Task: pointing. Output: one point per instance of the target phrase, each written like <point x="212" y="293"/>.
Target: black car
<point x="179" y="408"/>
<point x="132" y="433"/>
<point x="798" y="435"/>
· · · ·
> The problem
Write the data out once more, exactly as it was given.

> Answer for the task
Task: pointing. Output: one point per instance of the target phrase, each written like <point x="212" y="293"/>.
Target: black car
<point x="179" y="408"/>
<point x="132" y="433"/>
<point x="798" y="435"/>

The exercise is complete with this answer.